-- LESETEXT --
Hannes Stein / 02.05.2008 / 14:35 / / Seite ausdrucken

Immer Recht haben!

Vom kommenden Montag an ist in jeder gut sortierten Buchhandlung mein neues Buch zu haben. Es handelt sich um den ersten KONVERSATIONSFÜHRER Deutschlands (analog zu einem “Opernführer”): In der Einleitung stelle ich “Kampfregeln für das zivilisierte Gespräch” auf, dann geht es munter zur Sache. Das heißt, ich vertrete zu jedem Thema unter der Sonne zwei diametral entgegengesetzte Meinungen—beide natürlich mit derselben Verve, derselben unbezwinglichen inneren Logik, derselben Überzeugungskraft.

Hier schon mal eine kleine Kostprobe, ein Abschnitt aus der Einleitung: Ich verrate Ihnen, mit welchen SCHMUTZIGEN TRICKS sie bei einem Streitgespräch schneller ans Ziel kommen. (Damit Kenner nicht lange grübeln müssen: Selbstverständlich habe ich wie eine Elster bei Aristoteles und Schopenhauer geklaut. Bei wem denn sonst!)

-- KURZE AUFGABE 1 --
Als was bezeichnet der Lesetext das neue Buch?

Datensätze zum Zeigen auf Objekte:
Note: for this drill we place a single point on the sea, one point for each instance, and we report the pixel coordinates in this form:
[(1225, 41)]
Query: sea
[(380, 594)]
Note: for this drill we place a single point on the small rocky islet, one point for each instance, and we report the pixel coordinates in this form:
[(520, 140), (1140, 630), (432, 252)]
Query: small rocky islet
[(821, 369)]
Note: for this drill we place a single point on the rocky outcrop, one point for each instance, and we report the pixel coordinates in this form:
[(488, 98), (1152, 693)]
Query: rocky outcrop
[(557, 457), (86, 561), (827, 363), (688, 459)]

--

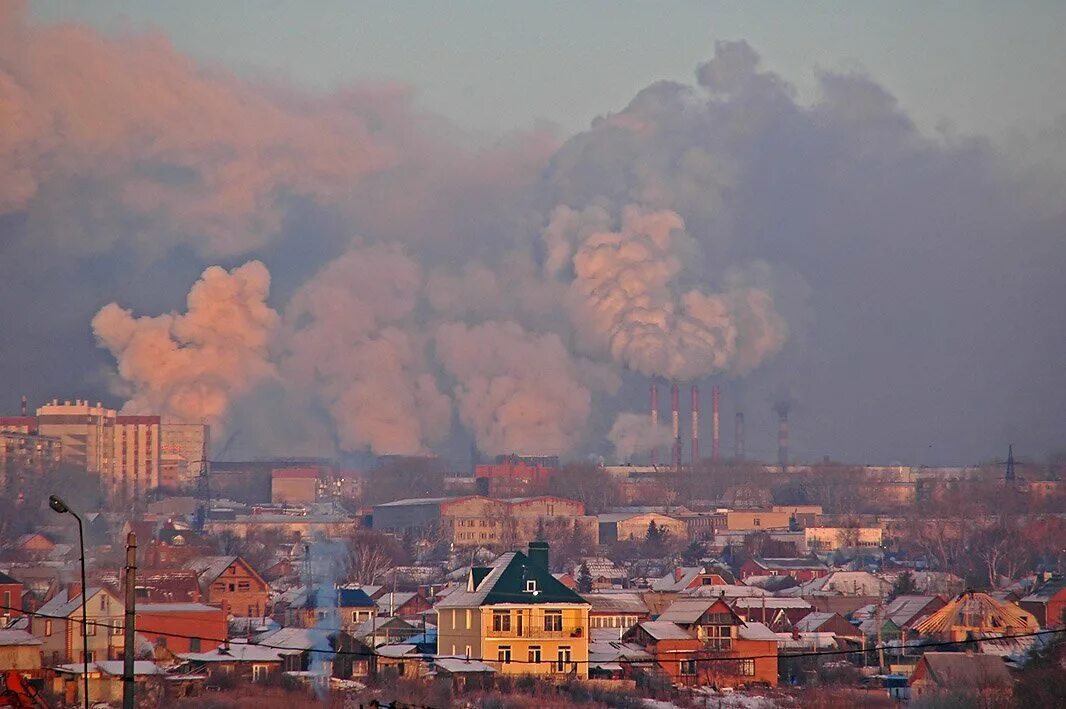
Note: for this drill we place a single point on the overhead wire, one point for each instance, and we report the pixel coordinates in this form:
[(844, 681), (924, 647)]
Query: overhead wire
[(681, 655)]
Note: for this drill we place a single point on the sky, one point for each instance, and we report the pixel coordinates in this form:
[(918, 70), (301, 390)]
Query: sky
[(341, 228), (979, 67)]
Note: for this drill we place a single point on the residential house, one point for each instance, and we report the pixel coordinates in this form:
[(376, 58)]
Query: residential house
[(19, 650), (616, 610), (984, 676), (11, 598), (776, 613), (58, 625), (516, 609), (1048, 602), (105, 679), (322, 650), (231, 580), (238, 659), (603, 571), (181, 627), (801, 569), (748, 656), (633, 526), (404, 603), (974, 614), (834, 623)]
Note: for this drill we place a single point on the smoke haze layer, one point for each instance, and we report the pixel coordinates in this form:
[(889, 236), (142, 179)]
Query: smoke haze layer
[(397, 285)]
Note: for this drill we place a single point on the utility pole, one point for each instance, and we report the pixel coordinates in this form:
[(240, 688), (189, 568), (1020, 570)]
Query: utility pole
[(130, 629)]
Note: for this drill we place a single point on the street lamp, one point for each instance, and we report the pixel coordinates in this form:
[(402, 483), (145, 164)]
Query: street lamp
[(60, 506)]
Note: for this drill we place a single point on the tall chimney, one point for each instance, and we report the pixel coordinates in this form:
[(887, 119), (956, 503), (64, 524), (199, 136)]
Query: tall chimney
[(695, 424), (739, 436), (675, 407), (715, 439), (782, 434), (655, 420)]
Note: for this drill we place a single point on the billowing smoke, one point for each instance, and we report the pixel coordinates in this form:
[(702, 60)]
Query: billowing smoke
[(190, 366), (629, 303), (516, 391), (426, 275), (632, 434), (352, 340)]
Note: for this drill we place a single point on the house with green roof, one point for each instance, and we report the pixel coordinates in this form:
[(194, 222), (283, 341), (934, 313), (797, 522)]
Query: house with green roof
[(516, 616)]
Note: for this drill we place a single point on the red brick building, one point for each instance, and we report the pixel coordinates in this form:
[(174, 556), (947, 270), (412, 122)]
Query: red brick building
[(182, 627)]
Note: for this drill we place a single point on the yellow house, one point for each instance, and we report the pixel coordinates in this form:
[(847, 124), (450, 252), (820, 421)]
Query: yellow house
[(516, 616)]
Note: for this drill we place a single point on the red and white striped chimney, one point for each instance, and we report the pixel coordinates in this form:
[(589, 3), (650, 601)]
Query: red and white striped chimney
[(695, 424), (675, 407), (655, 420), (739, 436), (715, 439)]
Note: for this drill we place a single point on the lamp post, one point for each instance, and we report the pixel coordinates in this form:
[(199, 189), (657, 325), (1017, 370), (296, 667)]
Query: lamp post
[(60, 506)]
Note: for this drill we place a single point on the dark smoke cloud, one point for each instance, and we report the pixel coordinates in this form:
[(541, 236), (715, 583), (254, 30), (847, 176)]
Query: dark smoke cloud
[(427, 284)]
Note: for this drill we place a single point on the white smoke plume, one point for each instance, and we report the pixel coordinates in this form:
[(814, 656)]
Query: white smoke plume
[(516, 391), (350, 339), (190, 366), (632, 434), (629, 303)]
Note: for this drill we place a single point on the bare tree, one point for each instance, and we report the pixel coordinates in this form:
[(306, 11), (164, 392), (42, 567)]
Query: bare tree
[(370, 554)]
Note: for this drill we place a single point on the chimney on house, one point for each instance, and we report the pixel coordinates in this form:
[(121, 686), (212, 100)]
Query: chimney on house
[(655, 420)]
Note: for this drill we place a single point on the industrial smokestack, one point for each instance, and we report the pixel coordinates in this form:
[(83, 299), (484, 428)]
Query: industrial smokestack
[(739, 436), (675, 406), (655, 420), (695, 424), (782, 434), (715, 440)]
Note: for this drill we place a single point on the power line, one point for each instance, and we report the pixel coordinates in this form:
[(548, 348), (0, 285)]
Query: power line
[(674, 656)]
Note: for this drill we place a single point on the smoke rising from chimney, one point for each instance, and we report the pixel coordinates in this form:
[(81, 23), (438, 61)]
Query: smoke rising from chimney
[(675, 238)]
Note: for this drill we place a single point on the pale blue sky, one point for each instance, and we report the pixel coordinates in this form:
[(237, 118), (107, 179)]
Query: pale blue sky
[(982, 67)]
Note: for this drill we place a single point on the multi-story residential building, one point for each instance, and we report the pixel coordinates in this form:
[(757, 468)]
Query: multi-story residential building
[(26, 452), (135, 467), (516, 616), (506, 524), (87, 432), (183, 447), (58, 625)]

---

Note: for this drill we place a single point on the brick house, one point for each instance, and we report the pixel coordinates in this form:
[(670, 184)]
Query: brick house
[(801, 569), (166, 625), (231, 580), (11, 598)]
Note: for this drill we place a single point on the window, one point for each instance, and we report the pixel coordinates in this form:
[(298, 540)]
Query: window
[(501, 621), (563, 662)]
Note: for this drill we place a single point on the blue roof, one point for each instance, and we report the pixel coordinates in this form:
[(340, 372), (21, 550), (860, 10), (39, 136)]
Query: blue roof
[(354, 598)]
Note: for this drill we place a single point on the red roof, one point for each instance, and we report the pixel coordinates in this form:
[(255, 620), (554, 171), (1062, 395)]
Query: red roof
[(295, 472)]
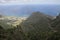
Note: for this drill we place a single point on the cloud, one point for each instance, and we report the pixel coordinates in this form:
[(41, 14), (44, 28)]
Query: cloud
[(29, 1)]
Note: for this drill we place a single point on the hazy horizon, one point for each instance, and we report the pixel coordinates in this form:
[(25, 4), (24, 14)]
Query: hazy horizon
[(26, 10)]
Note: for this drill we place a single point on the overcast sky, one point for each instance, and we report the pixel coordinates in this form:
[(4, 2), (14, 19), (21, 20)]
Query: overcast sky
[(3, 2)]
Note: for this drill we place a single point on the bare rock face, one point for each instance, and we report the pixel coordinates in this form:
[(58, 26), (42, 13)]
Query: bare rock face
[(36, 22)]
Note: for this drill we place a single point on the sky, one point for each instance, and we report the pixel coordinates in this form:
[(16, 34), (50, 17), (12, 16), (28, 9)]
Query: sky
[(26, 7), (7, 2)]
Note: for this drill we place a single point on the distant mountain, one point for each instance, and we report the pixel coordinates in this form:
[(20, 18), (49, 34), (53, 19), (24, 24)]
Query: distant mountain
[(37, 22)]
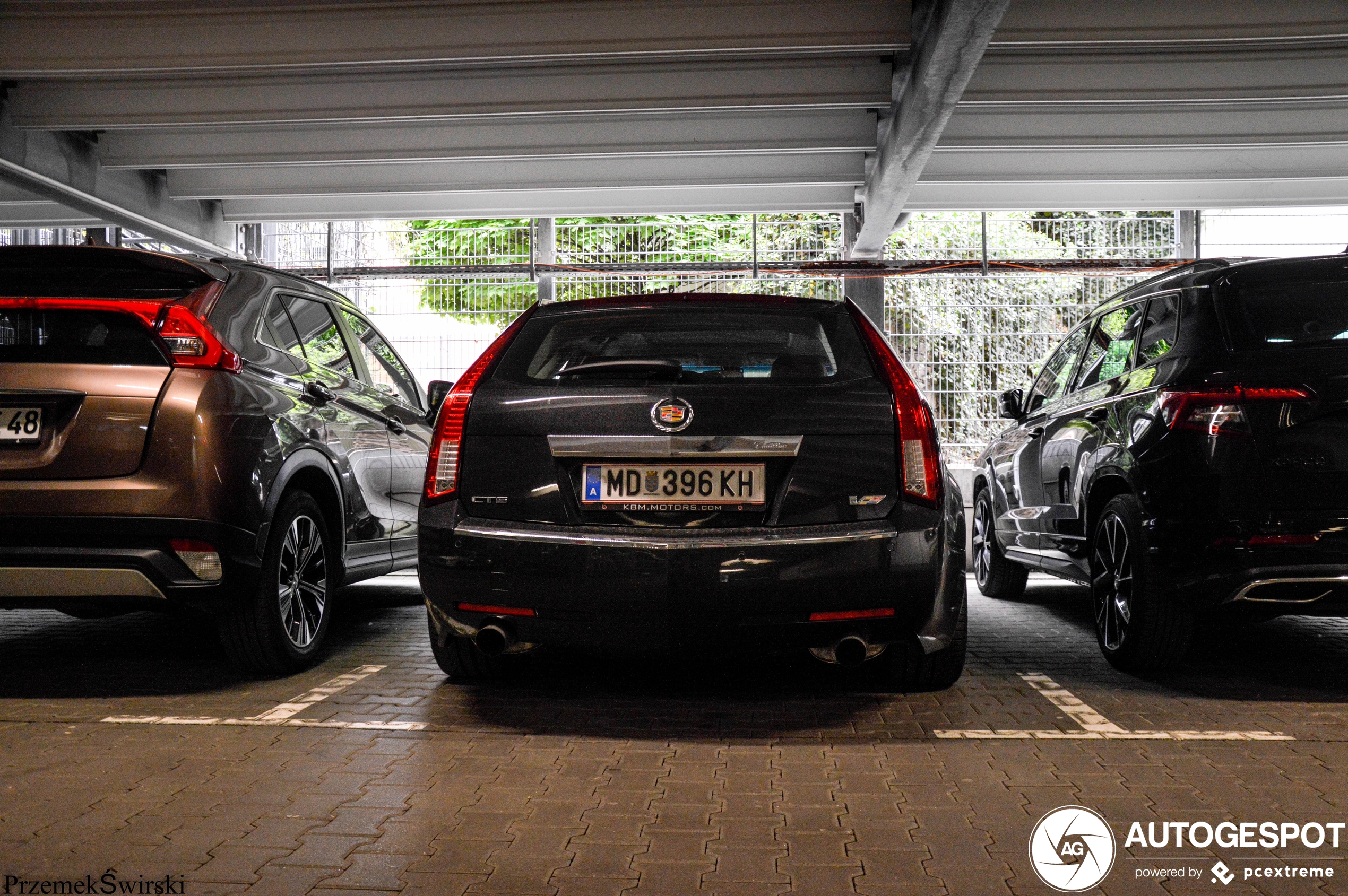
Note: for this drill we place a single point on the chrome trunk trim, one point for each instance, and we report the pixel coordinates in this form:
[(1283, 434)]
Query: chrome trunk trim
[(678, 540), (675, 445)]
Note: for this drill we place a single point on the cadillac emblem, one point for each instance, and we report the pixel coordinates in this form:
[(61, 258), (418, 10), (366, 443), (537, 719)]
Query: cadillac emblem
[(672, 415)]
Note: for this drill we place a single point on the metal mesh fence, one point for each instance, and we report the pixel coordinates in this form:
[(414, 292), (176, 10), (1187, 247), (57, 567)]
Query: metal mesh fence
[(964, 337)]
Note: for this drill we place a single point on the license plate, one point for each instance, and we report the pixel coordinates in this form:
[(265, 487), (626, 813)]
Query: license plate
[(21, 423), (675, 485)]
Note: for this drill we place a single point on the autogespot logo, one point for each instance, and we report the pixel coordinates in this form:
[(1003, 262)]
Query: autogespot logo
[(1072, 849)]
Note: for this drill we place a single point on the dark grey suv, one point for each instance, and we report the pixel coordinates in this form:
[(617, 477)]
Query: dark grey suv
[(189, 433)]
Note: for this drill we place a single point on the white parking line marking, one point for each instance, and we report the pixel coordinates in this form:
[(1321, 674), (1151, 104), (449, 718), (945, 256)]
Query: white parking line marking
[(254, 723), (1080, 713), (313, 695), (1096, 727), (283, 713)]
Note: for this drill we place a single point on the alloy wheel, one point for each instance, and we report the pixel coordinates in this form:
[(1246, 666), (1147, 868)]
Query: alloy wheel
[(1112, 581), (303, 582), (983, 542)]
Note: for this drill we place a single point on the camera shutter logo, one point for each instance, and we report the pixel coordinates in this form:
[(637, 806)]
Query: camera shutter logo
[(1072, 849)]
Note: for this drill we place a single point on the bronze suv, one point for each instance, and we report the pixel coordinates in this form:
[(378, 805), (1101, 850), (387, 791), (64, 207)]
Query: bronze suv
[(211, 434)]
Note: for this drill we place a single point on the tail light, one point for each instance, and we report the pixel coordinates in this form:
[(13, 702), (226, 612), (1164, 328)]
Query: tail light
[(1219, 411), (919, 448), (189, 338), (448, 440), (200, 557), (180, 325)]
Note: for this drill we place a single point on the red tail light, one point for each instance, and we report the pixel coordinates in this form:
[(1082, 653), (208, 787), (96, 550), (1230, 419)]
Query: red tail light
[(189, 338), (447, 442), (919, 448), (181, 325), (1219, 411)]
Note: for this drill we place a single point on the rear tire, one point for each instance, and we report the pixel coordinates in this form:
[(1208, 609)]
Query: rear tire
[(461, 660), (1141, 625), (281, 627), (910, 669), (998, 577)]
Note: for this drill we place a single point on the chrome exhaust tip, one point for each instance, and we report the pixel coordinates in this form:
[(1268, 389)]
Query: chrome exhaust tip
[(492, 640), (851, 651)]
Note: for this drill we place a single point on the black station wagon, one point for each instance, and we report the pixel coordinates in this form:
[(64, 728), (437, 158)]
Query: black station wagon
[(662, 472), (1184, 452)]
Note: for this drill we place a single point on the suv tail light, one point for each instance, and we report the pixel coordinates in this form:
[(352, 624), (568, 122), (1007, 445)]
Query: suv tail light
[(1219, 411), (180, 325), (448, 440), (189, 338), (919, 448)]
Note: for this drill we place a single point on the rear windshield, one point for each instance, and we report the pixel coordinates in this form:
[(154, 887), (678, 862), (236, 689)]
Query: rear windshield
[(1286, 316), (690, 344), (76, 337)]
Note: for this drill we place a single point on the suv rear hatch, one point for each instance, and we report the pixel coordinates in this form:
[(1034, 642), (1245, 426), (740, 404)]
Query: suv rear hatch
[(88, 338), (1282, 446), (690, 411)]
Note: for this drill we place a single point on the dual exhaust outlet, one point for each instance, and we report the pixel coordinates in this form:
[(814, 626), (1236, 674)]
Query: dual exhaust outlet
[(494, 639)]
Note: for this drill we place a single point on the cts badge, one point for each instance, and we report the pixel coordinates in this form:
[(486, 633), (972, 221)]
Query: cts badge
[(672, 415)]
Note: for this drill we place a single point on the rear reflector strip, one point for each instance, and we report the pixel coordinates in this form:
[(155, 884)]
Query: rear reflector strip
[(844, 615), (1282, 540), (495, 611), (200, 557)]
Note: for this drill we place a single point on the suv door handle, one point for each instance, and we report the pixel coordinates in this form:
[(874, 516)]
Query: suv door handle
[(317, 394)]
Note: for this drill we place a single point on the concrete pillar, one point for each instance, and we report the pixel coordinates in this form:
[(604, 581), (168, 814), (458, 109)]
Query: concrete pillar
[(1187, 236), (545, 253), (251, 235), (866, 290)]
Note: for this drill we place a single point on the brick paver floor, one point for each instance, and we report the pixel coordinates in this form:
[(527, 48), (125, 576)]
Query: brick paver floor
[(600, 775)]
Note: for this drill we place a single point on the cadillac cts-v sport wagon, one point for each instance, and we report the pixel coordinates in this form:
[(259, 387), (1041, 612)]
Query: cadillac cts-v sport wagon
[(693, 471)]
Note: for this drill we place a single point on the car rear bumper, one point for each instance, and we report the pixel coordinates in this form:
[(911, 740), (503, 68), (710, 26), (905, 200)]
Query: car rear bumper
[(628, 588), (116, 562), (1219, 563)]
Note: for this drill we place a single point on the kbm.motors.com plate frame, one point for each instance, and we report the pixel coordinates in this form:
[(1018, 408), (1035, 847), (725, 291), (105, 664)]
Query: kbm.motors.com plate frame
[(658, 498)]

-- KURZE AUFGABE 2 --
Entnimm den Datensätzen die Zeilen ab der Zeile mit „the sea, one“ bis einschließlich der Zeile mit „[(821, 369)]“, und gib sie wortgetreu wieder.

-- LÖSUNG 1 --
Als den ersten KONVERSATIONSFÜHRER Deutschlands.

-- LÖSUNG 2 --
Note: for this drill we place a single point on the sea, one point for each instance, and we report the pixel coordinates in this form:
[(1225, 41)]
Query: sea
[(380, 594)]
Note: for this drill we place a single point on the small rocky islet, one point for each instance, and we report the pixel coordinates in this form:
[(520, 140), (1140, 630), (432, 252)]
Query: small rocky islet
[(821, 369)]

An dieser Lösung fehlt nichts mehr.